EXERCISE AIM: What you return should be the lines of the data containing "Give", each in full.

══════════

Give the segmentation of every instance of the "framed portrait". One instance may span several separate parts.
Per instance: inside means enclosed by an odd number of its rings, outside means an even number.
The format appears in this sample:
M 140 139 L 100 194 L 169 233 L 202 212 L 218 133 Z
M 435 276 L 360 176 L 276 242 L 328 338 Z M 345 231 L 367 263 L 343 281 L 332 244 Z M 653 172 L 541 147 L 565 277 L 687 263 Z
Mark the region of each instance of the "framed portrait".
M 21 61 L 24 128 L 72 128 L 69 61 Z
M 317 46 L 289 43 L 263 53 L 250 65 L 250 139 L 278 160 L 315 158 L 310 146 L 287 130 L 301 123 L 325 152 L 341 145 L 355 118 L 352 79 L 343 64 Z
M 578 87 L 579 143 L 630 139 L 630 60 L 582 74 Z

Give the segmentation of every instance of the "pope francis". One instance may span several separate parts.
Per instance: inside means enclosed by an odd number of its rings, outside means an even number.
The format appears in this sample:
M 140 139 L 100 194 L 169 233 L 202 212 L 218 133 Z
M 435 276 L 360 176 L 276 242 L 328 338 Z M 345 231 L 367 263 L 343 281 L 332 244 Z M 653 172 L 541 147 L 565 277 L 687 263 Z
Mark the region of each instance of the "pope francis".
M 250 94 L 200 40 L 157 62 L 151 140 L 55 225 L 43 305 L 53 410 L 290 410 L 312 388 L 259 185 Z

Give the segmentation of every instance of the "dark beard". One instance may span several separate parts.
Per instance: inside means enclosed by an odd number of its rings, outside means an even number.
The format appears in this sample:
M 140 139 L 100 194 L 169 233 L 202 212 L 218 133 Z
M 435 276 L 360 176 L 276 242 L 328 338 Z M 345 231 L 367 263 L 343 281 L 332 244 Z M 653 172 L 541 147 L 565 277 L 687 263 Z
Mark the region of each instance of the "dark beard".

══════════

SOLUTION TO THE EXERCISE:
Give the segmentation of every instance of the "framed portrait". One instance may span several separate parts.
Give the segmentation of every instance of the "pope francis". One instance may span several separate parts.
Give the segmentation of every instance of the "dark beard". One instance may span several separate parts.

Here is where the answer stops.